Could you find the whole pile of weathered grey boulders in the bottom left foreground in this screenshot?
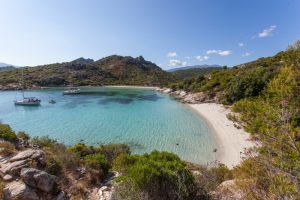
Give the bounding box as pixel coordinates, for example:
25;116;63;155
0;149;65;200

--

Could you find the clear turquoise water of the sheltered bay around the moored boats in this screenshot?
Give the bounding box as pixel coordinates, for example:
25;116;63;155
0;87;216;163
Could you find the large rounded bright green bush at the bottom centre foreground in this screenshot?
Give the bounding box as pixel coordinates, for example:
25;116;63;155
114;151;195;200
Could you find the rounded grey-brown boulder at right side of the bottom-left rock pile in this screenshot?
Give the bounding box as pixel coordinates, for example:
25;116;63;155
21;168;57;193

• Aim of the task
Check each line of the records above for "foreground", and copy those that have it.

• Task output
Could you find the whole pile of weathered grey boulders in the bottom left foreground in this screenshot?
Could you find the large rounded bright green bush at the bottom centre foreground in this screenshot?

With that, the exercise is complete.